--- START OF Data to process ---
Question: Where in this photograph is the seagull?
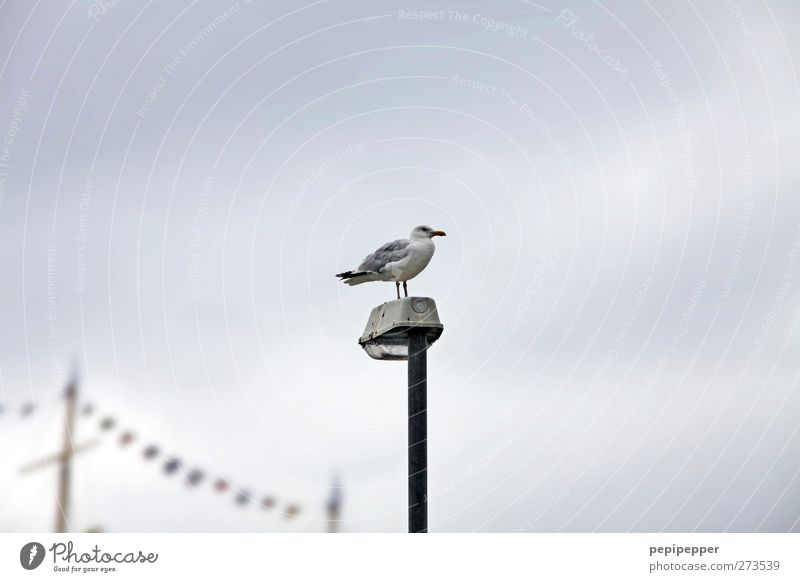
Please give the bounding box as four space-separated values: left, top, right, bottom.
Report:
336 226 447 299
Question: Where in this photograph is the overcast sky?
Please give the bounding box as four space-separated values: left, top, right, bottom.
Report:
0 0 800 531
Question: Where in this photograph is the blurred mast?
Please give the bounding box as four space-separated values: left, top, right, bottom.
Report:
56 374 78 533
326 475 342 533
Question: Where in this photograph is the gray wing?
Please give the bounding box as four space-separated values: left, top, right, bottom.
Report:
357 238 411 273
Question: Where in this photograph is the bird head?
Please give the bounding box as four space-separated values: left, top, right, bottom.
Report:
408 225 447 240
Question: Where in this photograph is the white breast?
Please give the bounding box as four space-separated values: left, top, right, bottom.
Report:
390 240 436 281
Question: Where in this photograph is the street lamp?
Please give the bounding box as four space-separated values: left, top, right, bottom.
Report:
358 297 444 533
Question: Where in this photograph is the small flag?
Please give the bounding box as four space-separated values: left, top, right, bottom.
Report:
186 469 205 487
164 457 181 475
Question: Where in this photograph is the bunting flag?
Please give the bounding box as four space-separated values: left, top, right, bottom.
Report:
164 457 182 475
119 430 136 447
186 469 205 487
0 396 310 519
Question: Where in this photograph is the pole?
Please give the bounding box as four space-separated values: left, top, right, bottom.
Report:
56 379 78 533
408 329 428 533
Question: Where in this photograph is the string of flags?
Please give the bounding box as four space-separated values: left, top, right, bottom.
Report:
0 394 302 519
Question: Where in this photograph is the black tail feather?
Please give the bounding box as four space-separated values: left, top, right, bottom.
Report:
336 271 367 280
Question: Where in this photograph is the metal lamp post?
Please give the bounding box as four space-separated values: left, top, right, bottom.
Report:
358 297 444 533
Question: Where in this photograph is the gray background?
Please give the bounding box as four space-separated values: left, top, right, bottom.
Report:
0 0 800 531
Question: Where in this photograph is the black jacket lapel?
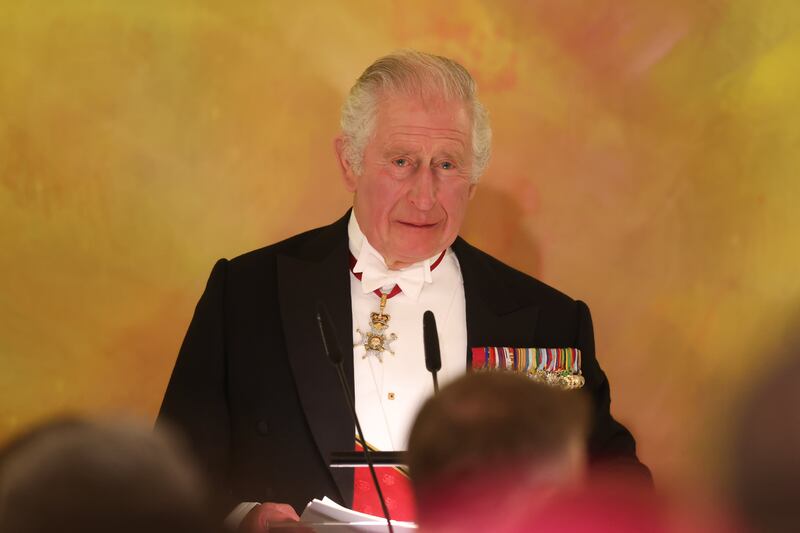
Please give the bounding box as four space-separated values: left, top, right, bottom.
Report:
452 237 539 370
278 212 354 505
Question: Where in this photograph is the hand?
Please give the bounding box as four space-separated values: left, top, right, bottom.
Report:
237 502 300 533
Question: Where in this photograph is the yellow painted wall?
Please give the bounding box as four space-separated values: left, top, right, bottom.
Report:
0 0 800 494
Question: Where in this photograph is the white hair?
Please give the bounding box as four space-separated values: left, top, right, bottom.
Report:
341 50 492 183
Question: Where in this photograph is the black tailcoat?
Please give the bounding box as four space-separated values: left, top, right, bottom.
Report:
157 212 649 510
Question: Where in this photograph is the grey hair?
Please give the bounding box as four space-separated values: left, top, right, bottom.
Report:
340 50 492 183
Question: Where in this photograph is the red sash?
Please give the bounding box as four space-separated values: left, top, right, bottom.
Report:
353 444 417 522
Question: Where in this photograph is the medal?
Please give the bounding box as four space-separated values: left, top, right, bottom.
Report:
350 250 447 363
353 286 399 363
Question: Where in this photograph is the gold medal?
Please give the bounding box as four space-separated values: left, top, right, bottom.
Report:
353 293 397 363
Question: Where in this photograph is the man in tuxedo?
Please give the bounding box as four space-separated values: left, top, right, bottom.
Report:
159 51 649 525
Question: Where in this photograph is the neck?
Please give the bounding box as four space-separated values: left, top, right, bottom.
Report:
384 257 418 270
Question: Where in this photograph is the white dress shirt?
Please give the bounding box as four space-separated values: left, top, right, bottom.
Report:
347 213 467 450
225 213 467 529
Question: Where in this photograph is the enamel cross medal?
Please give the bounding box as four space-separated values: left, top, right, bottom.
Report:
353 291 397 363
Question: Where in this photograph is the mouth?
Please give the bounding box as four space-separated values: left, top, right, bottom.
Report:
397 220 439 229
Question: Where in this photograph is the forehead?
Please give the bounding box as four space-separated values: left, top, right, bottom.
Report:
374 95 472 145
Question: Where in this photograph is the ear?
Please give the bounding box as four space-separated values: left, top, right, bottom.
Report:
333 134 356 192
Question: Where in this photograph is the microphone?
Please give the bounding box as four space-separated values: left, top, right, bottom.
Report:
422 311 442 394
317 300 394 533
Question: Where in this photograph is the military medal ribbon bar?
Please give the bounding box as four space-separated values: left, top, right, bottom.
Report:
472 346 585 389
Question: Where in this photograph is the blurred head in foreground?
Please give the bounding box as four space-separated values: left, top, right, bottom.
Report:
732 334 800 532
408 372 589 531
0 419 214 533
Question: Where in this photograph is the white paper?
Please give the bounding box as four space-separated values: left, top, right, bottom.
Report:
300 496 417 533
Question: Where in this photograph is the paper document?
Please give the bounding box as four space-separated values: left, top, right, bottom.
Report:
300 496 417 533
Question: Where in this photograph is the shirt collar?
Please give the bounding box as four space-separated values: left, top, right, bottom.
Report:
347 211 450 300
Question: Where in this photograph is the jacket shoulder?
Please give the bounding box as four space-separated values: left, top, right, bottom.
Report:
229 212 349 271
457 239 577 308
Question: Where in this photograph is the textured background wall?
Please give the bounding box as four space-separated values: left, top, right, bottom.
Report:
0 0 800 496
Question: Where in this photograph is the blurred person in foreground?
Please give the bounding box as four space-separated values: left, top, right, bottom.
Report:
408 371 741 533
408 371 590 531
731 333 800 533
0 418 215 533
158 51 650 531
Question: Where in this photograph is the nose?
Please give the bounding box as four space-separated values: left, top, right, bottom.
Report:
408 165 438 211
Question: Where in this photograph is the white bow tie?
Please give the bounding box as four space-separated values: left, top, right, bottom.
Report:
353 239 433 301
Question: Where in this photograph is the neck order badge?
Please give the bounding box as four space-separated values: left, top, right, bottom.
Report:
350 250 447 363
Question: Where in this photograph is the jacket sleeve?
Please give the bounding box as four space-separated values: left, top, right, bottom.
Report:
156 259 230 512
576 301 652 484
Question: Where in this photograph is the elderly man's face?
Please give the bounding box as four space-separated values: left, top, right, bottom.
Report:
336 96 475 269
--- END OF Data to process ---
▸ Aim of the exercise:
Rewrite all of the items above, changing "photograph" to "image" wherever it appears and keeping everything else the same. Leave the pictures out of your version.

▸ Solution:
Question: Where in this image is the seagull?
Please give the bounding box as four space-separated values: left, top, right, bottom.
Report:
336 226 447 299
Question: Where in this image is the overcast sky?
Please give the bounding box as four space-separated values: left, top, right, bottom.
Report:
0 0 800 531
Question: Where in this image is the blurred mast?
Please give the bounding box as four space-separated values: left, top, right, bottom.
Report:
56 374 78 533
326 475 342 533
Question: Where in this image is the gray wing?
Please give the bounding box as four space-separated values: left, top, right, bottom.
Report:
357 238 411 273
Question: Where in this image is the bird head?
Please give the bounding box as four space-separated values: left, top, right, bottom.
Report:
408 225 447 240
Question: Where in this image is the white breast?
Please give the bounding box as four space-separated values: left, top, right, bottom.
Report:
390 240 436 281
Question: Where in this image is the street lamp?
Please give the bounding box as four space-separated values: left, top, right, bottom.
Report:
358 297 444 533
Question: Where in this image is the small flag?
Please give the bounding box as four space-separated values: left, top, right, bottom.
Report:
186 469 205 487
164 457 181 475
Question: Where in this image is the bunting flag?
Please give the bounding box as four space-separated values: left, top, right, bottom.
Report:
164 457 182 475
119 430 136 447
186 469 205 487
0 396 310 519
Question: Where in this image is the pole?
Please give the bounding box as four space-separated values: left, top, right, bottom.
Report:
56 379 78 533
408 329 428 533
Question: Where in this image is the string of flags?
Please give the bounding box as four space-separated values: left, top, right, bottom.
Report:
0 394 302 519
Question: Where in this image is the black tail feather?
Please give the bounding box as four space-separated values: left, top, right, bottom.
Report:
336 271 367 280
Question: Where in this image is the metal lamp post?
Please give the bounding box as four space-separated values: left, top, right, bottom.
Report:
358 297 444 533
Question: Where in this image is the gray background?
Please give the bounding box as four space-separated values: left, top, right, bottom.
Report:
0 0 800 531
Question: Where in this image is the black jacket lapel?
Please give the bounding box as four space-separated values: left, top, right, bottom.
Report:
452 237 539 370
278 212 354 505
Question: Where in this image is the hand?
Please give the bounding box as four space-separated values: left, top, right, bottom.
Report:
237 502 300 533
Question: Where in this image is the yellow painted wall?
Please give the bounding box as four space-separated values: left, top, right, bottom.
Report:
0 0 800 494
Question: Where in this image is the white hair?
Please give the bounding box as four space-separated values: left, top, right, bottom.
Report:
341 50 492 183
Question: Where in this image is the black tailcoat?
Please give the bounding box as four space-separated values: left, top, right, bottom.
Report:
157 212 649 510
Question: Where in this image is the grey hair?
Please give the bounding box as four space-separated values: left, top, right, bottom.
Report:
340 50 492 183
Question: Where in this image is the red sash?
Please give the bounding box as four space-separated values: left, top, right, bottom.
Report:
353 444 417 522
Question: Where in this image is the medal?
Please give the bounding box as four space-separated values: left, top, right, bottom.
Report:
350 250 447 363
353 286 399 363
Question: Where in this image is the gold medal?
Please give the bounding box as four space-separated values: left, top, right, bottom.
Report:
353 293 397 363
Question: Where in this image is the man in tuxedo?
Please give the bounding box as four space-separated values: left, top, right, bottom.
Report:
159 51 649 525
Question: Where in this image is the neck?
Please give the bounding box as four space-separated values: left, top, right, bottom.
Report:
384 257 418 270
Question: Where in this image is the white dress shirt?
Please give the bounding box as four space-separated values: left, top, right, bottom.
Report:
347 213 467 450
225 213 467 529
Question: Where in this image is the enamel cross medal?
Please give the bounding box as four space-separated values: left, top, right, bottom.
Report:
353 291 397 363
Question: Where in this image is the mouth?
Please give the bounding box as four space-separated values: left, top, right, bottom.
Report:
397 220 439 229
Question: Where in this image is the forehead?
Please give the bounding box as four space-separated values: left, top, right, bottom.
Report:
374 95 472 145
Question: Where in this image is the ear?
Please give the bounding box as four space-separated values: left, top, right, bottom.
Report:
333 134 356 192
Question: Where in this image is the microphone?
Please give the bounding box as four space-separated values: left, top, right, bottom.
Report:
422 311 442 394
317 300 394 533
Question: Where in this image is the military medal ribbon bar?
Please give the bounding box as four space-separated values: left, top, right, bottom.
Report:
472 346 585 389
Question: Where in this image is the blurred head in foreground?
Please give the bounding box as four space-separated values: left, top, right, bottom.
Report:
732 334 800 532
408 372 589 531
0 419 214 533
Question: Where in this image is the white paper?
Please give the bounding box as four space-separated values: left, top, right, bottom.
Report:
300 496 417 533
Question: Where in this image is the paper document?
Please give the bounding box as four space-separated values: left, top, right, bottom.
Report:
300 496 417 533
Question: Where in this image is the shirt collar?
Please give the bounding box as four space-separated values: left, top, right, bottom.
Report:
347 211 450 300
Question: Where in this image is the jacket shoulder?
Please give the bounding box as four space-separated values: left, top, right, bottom.
Report:
229 212 349 271
457 239 577 308
Question: Where in this image is the textured background wall?
Please give the bounding box as four space-separated values: left, top, right, bottom.
Report:
0 0 800 496
Question: Where in this image is the blurred person in foreground?
Please give the bounding box as four space-separated values: left, top, right, bottom.
Report:
408 371 741 533
408 371 590 531
731 333 800 533
0 418 215 533
158 51 650 531
Question: Where in this image is the nose?
Please give the bounding box as four space-separated values: left, top, right, bottom.
Report:
408 165 438 211
Question: Where in this image is the white bow tie?
Please give the bounding box as four space-separated values: left, top, right, bottom.
Report:
353 239 433 301
Question: Where in this image is the neck order badge?
Please give the bounding box as four space-separated values: left, top, right, bottom.
Report:
350 250 447 363
Question: Where in this image is the jacket sleeve?
Please give the bounding box as four space-separated values: left, top, right, bottom.
Report:
156 259 230 512
576 301 652 484
Question: Where in this image is the elderly man's face?
Please give the bounding box as four space-separated values: left, top, right, bottom.
Report:
336 96 475 269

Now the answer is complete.